--- Supplied text ---

News

The lowdown on fluoride

Published online 18 February 2020

Findings help elucidate the molecular mechanisms that cause dental fluorosis.

Rieko Kawabata

Microscopic images of control enamel cells (left) and enamel cells treated with high levels of fluoride (middle), with a close-up of mitochondria from the latter (right).
Microscopic images of control enamel cells (left) and enamel cells treated with high levels of fluoride (middle), with a close-up of mitochondria from the latter (right).
F. J. Aulestia et al., Science Signaling (2020) Enlarge image
At low concentrations, fluoride strengthens enamel and helps prevent tooth decay. But overexposure to fluoride during childhood, when permanent teeth are still developing, can lead to dental fluorosis, a condition characterised by staining and pitting of the teeth that affects millions of people worldwide. Although much has been published about this disorder, the mechanisms underlying its onset and progression have yet to be established. 

Now, researchers report1  a probable link between fluoride exposure and disrupted calcium signalling and homeostasis in tooth enamel cells. Their findings provide a new model for understanding the molecular basis of dental fluorosis. 

“Our study focused on mimicking conditions of exposing dental enamel cells to excessive fluoride concentration. It found that this decreases calcium levels within cells and affects the cell’s energy providers, the mitochondria,” says Rodrigo Lacruz of New York University (NYU) College of Dentistry.  

Lacruz and his team, including colleagues at NYU Abu Dhabi, investigated the effects of fluoride on enamel-forming cells isolated from rats (primary enamel cells), a mouse-derived enamel cell line known as LS8 (chosen for its relative ease of handling in the lab compared with primary enamel cells), and human embryonic kidney (HEK)-293 cells. The cells were exposed to levels of fluoride similar to those consumed by humans who regularly drink highly fluoridated water. Lower calcium levels were observed in enamel cells, but not in HEK-293 cells, suggesting that not all cell types respond to fluoride in the same way.

--- Data under study ---

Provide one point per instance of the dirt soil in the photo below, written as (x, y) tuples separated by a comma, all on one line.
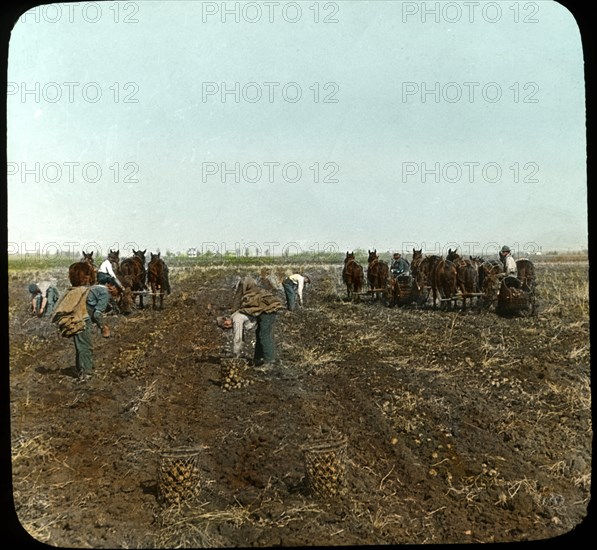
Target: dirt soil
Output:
[(460, 427)]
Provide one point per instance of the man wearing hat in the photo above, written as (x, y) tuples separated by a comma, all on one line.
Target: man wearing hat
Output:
[(508, 262), (43, 298), (293, 288), (239, 323)]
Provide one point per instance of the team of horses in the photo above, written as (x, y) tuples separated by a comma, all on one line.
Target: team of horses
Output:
[(136, 279), (450, 280)]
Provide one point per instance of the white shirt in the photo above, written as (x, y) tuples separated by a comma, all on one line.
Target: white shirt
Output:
[(44, 286), (240, 322), (300, 281), (510, 267)]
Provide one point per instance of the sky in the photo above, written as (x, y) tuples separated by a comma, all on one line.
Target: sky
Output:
[(296, 126)]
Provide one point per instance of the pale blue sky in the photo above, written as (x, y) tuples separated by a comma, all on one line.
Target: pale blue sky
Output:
[(168, 55)]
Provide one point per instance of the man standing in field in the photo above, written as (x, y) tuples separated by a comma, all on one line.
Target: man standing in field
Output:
[(78, 311), (508, 262), (44, 296), (240, 324), (253, 301), (293, 288)]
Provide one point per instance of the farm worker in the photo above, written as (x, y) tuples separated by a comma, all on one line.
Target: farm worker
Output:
[(257, 302), (105, 274), (399, 265), (508, 262), (239, 323), (97, 301), (44, 296), (75, 315), (293, 288)]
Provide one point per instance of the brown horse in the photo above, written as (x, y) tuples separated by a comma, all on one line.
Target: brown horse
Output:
[(377, 274), (132, 274), (467, 275), (157, 277), (126, 300), (83, 272), (444, 283), (353, 275), (422, 269)]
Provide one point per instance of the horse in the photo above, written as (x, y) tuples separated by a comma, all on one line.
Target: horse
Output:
[(444, 282), (353, 275), (490, 272), (126, 300), (377, 273), (422, 269), (526, 274), (157, 278), (467, 275), (83, 272), (132, 274)]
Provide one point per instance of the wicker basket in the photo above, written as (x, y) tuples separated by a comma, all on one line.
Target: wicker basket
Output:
[(325, 463), (178, 476), (234, 374)]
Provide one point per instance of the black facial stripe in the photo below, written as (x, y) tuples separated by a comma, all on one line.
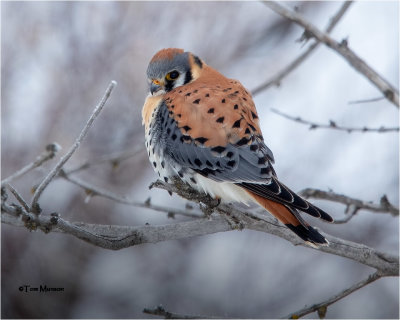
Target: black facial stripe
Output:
[(188, 77), (198, 61), (169, 85)]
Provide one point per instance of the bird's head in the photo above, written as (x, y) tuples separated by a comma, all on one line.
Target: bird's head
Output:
[(172, 68)]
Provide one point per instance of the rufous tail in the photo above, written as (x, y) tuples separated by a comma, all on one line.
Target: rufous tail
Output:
[(291, 218)]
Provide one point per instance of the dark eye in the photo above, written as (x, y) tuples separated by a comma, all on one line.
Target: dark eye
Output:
[(172, 75)]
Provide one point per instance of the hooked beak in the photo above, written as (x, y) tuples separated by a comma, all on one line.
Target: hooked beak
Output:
[(154, 87)]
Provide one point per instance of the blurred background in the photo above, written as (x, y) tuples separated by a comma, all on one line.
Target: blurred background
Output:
[(57, 60)]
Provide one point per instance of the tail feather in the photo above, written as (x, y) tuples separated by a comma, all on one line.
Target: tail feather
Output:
[(292, 219)]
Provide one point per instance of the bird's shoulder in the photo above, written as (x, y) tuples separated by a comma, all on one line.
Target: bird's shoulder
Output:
[(214, 109)]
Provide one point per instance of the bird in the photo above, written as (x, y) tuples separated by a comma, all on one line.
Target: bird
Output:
[(203, 128)]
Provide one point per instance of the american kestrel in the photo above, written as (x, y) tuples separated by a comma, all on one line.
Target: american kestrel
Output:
[(203, 128)]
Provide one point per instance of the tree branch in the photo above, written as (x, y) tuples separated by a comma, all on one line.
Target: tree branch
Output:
[(34, 205), (333, 125), (229, 218), (93, 191), (321, 307), (341, 48), (383, 207), (161, 312), (51, 150), (114, 159), (277, 78)]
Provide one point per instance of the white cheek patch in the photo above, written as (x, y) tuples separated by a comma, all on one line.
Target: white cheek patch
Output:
[(180, 81)]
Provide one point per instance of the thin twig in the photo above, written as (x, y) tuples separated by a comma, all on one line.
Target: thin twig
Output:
[(277, 78), (321, 307), (50, 152), (350, 212), (18, 196), (366, 100), (383, 207), (114, 159), (161, 312), (333, 125), (75, 146), (341, 48), (92, 191)]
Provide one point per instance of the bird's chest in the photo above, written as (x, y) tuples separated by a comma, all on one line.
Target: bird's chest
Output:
[(155, 146)]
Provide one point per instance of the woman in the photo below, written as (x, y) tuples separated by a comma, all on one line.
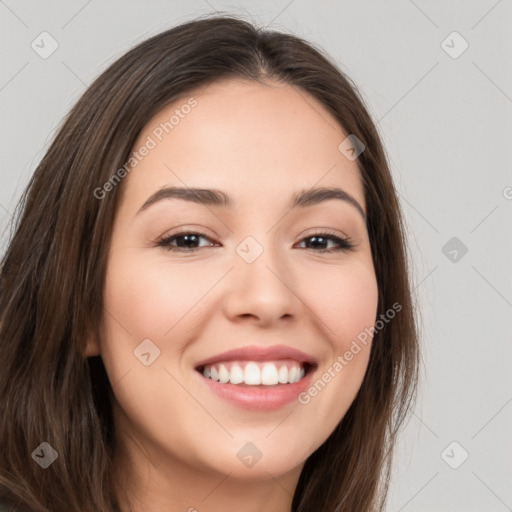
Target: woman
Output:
[(205, 304)]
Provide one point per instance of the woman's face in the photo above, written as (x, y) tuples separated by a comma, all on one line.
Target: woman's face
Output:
[(257, 291)]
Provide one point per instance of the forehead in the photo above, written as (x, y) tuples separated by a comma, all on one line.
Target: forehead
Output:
[(251, 139)]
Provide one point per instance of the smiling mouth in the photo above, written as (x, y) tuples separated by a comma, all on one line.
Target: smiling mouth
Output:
[(256, 373)]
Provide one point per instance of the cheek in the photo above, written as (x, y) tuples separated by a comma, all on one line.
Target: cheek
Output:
[(344, 300), (150, 300)]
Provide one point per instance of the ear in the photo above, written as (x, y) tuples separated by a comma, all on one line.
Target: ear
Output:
[(91, 347)]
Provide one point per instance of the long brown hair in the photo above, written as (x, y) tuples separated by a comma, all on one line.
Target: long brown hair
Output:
[(52, 275)]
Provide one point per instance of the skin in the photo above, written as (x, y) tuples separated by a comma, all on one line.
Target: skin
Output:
[(259, 143)]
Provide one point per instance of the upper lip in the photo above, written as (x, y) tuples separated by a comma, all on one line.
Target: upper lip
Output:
[(258, 353)]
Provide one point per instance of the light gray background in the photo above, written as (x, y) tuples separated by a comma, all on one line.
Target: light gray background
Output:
[(446, 125)]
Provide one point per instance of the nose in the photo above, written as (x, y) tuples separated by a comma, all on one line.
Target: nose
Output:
[(266, 290)]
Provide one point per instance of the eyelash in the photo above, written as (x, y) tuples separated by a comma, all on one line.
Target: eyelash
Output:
[(344, 244)]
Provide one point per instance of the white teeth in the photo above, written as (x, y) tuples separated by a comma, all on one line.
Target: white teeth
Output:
[(223, 374), (283, 375), (236, 375), (254, 374), (269, 375)]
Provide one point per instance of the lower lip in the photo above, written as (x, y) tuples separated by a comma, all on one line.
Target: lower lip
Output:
[(259, 398)]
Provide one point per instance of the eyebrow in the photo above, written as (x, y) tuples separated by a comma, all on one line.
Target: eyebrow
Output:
[(213, 197)]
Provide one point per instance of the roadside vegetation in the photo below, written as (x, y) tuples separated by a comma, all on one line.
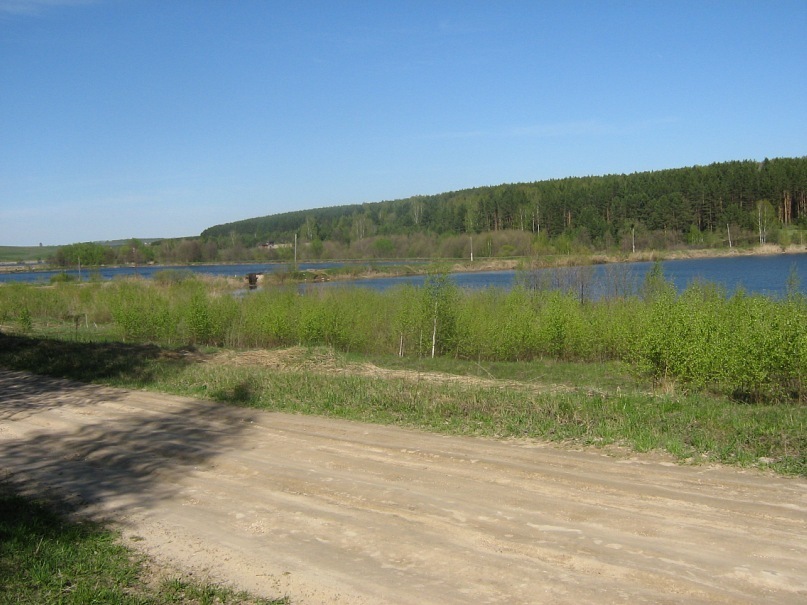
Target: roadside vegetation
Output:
[(698, 374), (49, 557)]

---

» Set of tasks:
- A) From the fluoride article, quote the part that opens with the words containing "Lacruz and his" and closes with "the same way.".
- B) In the fluoride article, which mouse-derived enamel cell line did the researchers use, and why was it chosen?

» Exercise responses:
- A)
Lacruz and his team, including colleagues at NYU Abu Dhabi, investigated the effects of fluoride on enamel-forming cells isolated from rats (primary enamel cells), a mouse-derived enamel cell line known as LS8 (chosen for its relative ease of handling in the lab compared with primary enamel cells), and human embryonic kidney (HEK)-293 cells. The cells were exposed to levels of fluoride similar to those consumed by humans who regularly drink highly fluoridated water. Lower calcium levels were observed in enamel cells, but not in HEK-293 cells, suggesting that not all cell types respond to fluoride in the same way.

- B) LS8, chosen for its relative ease of handling in the lab compared with primary enamel cells.